• _Study questions_
1. In the job log summarization walkthrough, why does the get_job_log function build its SQL query by string concatenation? Answer in one to three sentences.
2. Rewrite the job log summarization walkthrough from "# CRITICAL: Must" up to and including "be 100+ lines)", swapping "4096" for "8192".

• _Quoted passage_
=======

Llama message example2

What This Demonstrates

Fast Classification: 1-2 seconds per message with 1B model
High Accuracy: Simple classification tasks work well with small models
Real-time Processing: Can classify messages as they arrive
Integration Ready: Easy to integrate with monitoring systems
Cost Effective: No API costs, runs locally on IBM i

Walkthrough 2: Job Log Summarization

This walkthrough shows how to automatically summarize IBM i job logs using AI, making it easier to understand what happened in a job without reading hundreds of lines.

Scenario

You want to quickly understand what happened in a job by getting a concise summary of its job log, highlighting key events, errors, and outcomes.

Why This Works Well with Small Models

✅ Focused summarization task (extract key points)
✅ Clear input/output structure
✅ Fast processing (~5-10 seconds for typical job log)
✅ Good results even with 1B-2B models

Step 1: Start llama.cpp Server

# If not already running from Walkthrough 1, start the server
cd /home/MYUSER/ai-models

# CRITICAL: Must use big-endian models from models-for-i
llama-server \
  -m Llama-3.2-1B-Instruct-f32-be.gguf \
  --host 0.0.0.0 \
  --port 8080 \
  --ctx-size 4096 \
  --threads 8

Why These Settings:

--ctx-size 4096 - Larger context for job logs (can be 100+ lines)
--threads 8 - Good balance for summarization tasks
Expected performance: 5-10 seconds per job log

Step 2: Create the Job Log Summarizer

import subprocess
import requests
import ibm_db_dbi

LLAMA_API = "http://localhost:8080/v1/chat/completions"

def get_job_log(job_name, user, job_number):
    """Retrieve job log from QSYS2.JOBLOG_INFO

    IMPORTANT: IBM i requires qualified job name in format: NUMBER/USER/NAME
    - Job number must be 6 digits (zero-padded)
    - User must be 10 characters (space-padded)
    - Job name must be 10 characters (space-padded)

    Example: '095765/USER      /QPADEV0001'
    """
    conn = ibm_db_dbi.connect()
    cursor = conn.cursor()

    # Format parameters according to IBM i requirements
    # Job number: 6 digits, zero-padded on left
    job_number_fmt = str(job_number).zfill(6)

    # User: 10 characters, space-padded on right
    user_fmt = str(user).ljust(10)

    # Job name: 10 characters, space-padded on right
    job_name_fmt = str(job_name).ljust(10)

    # Construct qualified job name: NUMBER/USER/NAME
    qualified_job = f"{job_number_fmt}/{user_fmt}/{job_name_fmt}"

    # CRITICAL: QSYS2.JOBLOG_INFO does NOT support parameter markers (?)
    # We must use string concatenation instead
    sql = f"""
        SELECT MESSAGE_TIMESTAMP, MESSAGE_ID, MESSAGE_TYPE, MESSAGE_TEXT
        FROM TABLE(QSYS2.JOBLOG_INFO('{qualified_job}'))
        ORDER BY ORDINAL_POSITION
    """

    cursor.execute(sql)

    log_entries = cursor.fetchall()

=======

[Dataset excerpts]
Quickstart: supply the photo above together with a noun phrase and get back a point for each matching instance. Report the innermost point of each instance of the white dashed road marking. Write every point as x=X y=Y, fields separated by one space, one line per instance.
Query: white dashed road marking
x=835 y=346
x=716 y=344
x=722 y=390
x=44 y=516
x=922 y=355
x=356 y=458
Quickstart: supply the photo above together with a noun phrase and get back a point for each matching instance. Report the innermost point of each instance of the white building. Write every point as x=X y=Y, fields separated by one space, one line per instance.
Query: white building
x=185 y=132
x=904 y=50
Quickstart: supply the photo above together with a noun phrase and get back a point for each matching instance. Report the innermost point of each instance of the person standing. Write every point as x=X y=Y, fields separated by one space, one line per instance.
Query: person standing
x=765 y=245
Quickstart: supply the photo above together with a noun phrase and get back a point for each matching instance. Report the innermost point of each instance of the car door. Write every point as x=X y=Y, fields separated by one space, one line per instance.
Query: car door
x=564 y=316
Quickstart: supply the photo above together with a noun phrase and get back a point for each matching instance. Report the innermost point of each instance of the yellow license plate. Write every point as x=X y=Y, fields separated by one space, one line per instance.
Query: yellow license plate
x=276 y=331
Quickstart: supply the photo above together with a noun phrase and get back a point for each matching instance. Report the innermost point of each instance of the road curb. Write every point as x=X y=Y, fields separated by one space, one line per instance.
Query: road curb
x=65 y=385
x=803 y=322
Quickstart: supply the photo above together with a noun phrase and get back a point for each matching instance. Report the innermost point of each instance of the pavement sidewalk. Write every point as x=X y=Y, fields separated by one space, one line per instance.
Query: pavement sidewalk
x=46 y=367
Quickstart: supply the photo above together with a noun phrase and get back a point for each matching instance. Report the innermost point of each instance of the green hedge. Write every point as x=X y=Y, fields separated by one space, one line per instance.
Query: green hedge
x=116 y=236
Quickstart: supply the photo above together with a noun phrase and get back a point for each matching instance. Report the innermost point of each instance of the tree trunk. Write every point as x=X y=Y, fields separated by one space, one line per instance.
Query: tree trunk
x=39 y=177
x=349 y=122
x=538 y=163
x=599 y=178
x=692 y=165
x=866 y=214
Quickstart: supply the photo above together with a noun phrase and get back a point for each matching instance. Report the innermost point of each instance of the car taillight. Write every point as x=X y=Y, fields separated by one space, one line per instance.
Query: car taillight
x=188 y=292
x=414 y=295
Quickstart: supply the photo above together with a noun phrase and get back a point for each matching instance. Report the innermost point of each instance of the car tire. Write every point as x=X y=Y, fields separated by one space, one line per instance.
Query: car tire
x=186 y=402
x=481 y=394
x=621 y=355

=======

• _Solved problems_
1. QSYS2.JOBLOG_INFO does not support parameter markers (?). The qualified job name therefore has to be inserted directly into the query string.

2.
# CRITICAL: Must use big-endian models from models-for-i
llama-server \
  -m Llama-3.2-1B-Instruct-f32-be.gguf \
  --host 0.0.0.0 \
  --port 8080 \
  --ctx-size 8192 \
  --threads 8

Why These Settings:

--ctx-size 8192 - Larger context for job logs (can be 100+ lines)